I remember watching this Nova special in the early 80s as a kid. There was a woman from Scottland who was in her 60s at the time of this documentary. So in the 1940s when she was nearly 20 or so, she went to the doctor to complain that she never had her period or any signs of puberty. The doctor chalked it up to some sort of endocrine disorder and that was that.
She eventually grew breasts (mostly because she became obese, not because of any actual hormones…) got married to a man widower with kids and was a mother to them.
At some point in the late 70’s, she ended up having surgery in her abdominal reason—can’t remember now why. But when she had the surgery, it was discovered that instead of ovaries, she had undescendend testicles. Her “vagina” was basically a malformed inverted penis. The doctors looked at her chromosomes and she was biologically male.
At the time in Scottland, there were some rigid gender laws. Her marriage was legally dissolved and she was required to change all of her ID and proclaim herself male. She was forbidden to use women’s restrooms. This was someone that up until she was in her 50s had never questioned her gender. Some scientists performed some brainwave activity tests. Apparently there are slightly different ways that men and women process language. She was well within the standard of a normal female response on all of the tests.
She and her husband ended up moving to England, where the laws of gender weren’t quite so strict. She was allowed to retain her female identity and remarried her husband. She said that she never felt male in her life at all—not even when her chromosomes were revealed to be male.

DATA FOR ANALYSIS:

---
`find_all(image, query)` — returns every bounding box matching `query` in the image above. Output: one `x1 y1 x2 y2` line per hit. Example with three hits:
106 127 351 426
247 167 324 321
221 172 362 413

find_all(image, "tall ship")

ACTIVITY: Repeat the recollection of the Nova special word for word, everything from "At some point" down to "was biologically male.". Nothing in the entries is needed here.

RESPONSE AREA:
At some point in the late 70’s, she ended up having surgery in her abdominal reason—can’t remember now why. But when she had the surgery, it was discovered that instead of ovaries, she had undescendend testicles. Her “vagina” was basically a malformed inverted penis. The doctors looked at her chromosomes and she was biologically male.